_STATED EXERCISE_:
Find every line in the data below that contains the string "sneaker" and reproduce each such line in full.

_DATA ENTRIES_:
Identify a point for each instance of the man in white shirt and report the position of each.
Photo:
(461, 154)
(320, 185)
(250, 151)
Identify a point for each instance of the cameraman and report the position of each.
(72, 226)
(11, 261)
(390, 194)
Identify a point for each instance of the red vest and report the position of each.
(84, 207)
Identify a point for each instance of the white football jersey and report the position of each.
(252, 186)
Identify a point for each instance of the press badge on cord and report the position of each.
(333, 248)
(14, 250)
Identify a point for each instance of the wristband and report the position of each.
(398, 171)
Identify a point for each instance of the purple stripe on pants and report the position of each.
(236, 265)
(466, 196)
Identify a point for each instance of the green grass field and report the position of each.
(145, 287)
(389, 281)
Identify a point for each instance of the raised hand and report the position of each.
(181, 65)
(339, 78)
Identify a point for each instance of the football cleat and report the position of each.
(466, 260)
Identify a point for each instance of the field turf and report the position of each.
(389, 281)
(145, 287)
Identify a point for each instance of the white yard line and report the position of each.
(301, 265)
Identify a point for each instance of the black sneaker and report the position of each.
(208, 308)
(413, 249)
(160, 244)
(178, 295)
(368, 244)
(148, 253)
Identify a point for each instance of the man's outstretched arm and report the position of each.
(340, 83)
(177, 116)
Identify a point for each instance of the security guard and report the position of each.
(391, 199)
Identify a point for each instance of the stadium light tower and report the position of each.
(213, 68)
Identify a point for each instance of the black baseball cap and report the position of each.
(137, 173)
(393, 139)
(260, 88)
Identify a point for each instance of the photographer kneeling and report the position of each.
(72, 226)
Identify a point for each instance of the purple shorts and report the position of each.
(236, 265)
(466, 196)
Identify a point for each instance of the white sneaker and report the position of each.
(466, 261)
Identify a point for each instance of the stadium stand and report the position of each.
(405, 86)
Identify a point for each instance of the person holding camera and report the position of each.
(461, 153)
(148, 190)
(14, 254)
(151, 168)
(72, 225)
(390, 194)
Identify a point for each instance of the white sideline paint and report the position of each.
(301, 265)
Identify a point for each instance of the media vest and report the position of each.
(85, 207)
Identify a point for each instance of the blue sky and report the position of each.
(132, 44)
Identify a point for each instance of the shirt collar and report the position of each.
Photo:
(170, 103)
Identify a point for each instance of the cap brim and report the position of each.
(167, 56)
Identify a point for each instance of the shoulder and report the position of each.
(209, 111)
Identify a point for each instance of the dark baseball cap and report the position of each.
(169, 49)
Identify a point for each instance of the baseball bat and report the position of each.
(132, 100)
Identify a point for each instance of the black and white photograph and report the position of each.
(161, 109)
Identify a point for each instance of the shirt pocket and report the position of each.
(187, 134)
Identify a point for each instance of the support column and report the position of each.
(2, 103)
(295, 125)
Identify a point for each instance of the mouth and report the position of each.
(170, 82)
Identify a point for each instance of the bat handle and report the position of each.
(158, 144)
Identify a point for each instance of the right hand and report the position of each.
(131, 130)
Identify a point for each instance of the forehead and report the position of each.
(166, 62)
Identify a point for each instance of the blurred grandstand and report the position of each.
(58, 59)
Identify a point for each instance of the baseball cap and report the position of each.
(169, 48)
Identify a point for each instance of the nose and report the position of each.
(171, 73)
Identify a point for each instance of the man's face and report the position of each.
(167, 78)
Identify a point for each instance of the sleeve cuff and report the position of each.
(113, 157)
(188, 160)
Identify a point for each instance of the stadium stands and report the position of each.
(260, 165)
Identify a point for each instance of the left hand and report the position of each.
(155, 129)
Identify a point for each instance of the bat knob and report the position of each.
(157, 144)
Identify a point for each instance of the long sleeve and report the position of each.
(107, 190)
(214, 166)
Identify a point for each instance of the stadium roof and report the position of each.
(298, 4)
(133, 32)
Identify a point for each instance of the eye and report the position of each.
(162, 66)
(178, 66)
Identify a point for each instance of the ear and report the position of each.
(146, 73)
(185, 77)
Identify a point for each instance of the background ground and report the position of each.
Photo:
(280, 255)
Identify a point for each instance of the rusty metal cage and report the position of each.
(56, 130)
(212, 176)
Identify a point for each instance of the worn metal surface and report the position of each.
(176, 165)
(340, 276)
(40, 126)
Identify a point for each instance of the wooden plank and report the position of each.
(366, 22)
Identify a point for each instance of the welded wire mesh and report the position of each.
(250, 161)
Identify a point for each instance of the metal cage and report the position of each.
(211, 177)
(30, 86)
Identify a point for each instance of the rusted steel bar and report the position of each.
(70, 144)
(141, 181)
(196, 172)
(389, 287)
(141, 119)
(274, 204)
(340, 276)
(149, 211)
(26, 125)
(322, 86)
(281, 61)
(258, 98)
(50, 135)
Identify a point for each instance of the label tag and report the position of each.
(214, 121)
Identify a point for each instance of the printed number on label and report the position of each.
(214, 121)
--
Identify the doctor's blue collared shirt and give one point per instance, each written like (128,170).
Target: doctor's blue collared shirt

_SOLUTION TO THE EXERCISE_:
Identify a point for each instance of the black sneaker and report the position of each.
Identify a point for each instance of the white sneaker and report the position of each.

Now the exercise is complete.